To do — Could you write out exactly, and only, the lines from the one containing "the purple flower" through the last line of the data, leaving out all pictures?

****

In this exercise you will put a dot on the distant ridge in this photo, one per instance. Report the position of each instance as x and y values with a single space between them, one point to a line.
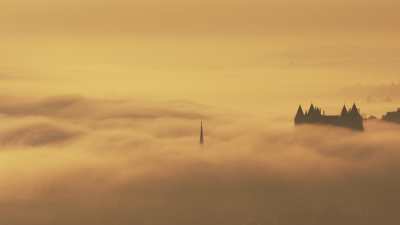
351 119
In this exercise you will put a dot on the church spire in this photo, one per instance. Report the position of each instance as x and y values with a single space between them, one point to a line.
201 134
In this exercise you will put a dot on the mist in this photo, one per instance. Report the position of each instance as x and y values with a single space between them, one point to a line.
74 160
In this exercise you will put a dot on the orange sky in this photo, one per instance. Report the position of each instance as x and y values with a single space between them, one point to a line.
206 51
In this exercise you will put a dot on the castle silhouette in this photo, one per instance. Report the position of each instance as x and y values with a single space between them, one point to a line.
349 119
392 116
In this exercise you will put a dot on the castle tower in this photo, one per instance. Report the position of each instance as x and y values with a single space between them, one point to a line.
201 134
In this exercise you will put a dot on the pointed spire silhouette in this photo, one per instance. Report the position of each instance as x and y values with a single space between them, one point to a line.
344 110
201 133
300 111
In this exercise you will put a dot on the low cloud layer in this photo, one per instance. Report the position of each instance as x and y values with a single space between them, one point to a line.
73 160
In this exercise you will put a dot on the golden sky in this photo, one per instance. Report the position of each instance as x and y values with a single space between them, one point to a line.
101 102
205 51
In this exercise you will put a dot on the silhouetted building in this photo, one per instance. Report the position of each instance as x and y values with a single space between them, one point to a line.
348 118
201 134
392 116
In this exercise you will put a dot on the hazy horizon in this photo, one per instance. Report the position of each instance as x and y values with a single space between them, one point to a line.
101 103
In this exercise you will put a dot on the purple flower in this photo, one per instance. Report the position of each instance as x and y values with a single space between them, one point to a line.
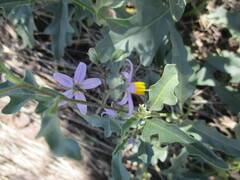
132 141
132 88
76 84
110 112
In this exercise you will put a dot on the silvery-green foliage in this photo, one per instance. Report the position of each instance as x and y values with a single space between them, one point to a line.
148 36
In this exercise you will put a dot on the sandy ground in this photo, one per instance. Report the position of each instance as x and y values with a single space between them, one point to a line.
22 157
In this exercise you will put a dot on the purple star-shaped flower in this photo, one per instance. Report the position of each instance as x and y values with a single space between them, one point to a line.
132 88
75 85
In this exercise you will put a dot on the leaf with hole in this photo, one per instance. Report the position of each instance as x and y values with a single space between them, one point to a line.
170 133
163 91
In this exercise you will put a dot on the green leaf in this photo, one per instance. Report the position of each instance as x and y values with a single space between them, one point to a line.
60 28
229 96
18 97
151 78
160 153
58 143
108 123
119 172
169 133
177 162
217 140
128 34
163 91
180 57
177 8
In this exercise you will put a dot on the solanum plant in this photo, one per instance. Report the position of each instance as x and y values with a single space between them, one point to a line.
146 37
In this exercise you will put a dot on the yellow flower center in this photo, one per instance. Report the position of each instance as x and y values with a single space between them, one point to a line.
140 88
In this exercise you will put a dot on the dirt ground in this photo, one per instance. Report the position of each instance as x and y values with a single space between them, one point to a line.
22 157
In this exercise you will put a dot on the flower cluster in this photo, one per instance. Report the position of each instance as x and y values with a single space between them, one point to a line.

****

Answer box —
In this exercise you will put a dot on the purple flower in this photo, one per instance. Report the position of each instance as x and y values with a single space between them, one point to a line.
132 141
132 88
76 84
110 112
In this exercise you will put a dot on the silvery-green foliage in this photo, one per instance. Report the position of each instance as x and y values with a single space between them, one point to a line.
148 36
In this exercise you will put a dot on the sandy ground in this photo, one per instance. Report the position of each instance as x and y values with a single space between them, one point to a line.
22 157
In this exercise you will put a dot on the purple star-shaped flower in this photo, one per instance. Report the position of each instance as x and y values with a single space between them, one point to a line.
132 88
75 85
In this exercise you will put a dot on the leaf with hole in this photo, one per instance. Report the position of each instance as x and y values with a single space between them, one point to a line.
170 133
163 91
In this exercise you will put a dot on the green leaf in this photo, one per instance. Report the position of each instance as x and y values with a single space between them, one point to a line.
60 28
229 96
18 97
151 78
160 153
58 143
108 123
119 172
169 133
177 162
217 140
128 34
163 91
180 57
177 8
In this exercise you will put a dot on the solanum plant in this photo, one per instance. Report the position of each instance as x and y values with a single space between them, one point to a line.
146 37
In this exercise you will put a dot on the yellow flower center in this photo, one per instance. Report the position of each instance as x and y values with a single space between them, one point to a line.
140 88
In this exercise you will put a dot on the dirt ground in this photo, one per instance. Report the position of each instance as x and y values with a single space between them, one point to a line.
22 157
In this exercise you will put a dot on the flower cluster in this photo, one per instance. Report the position of each instance as x and y values with a single space between them, one point to a line.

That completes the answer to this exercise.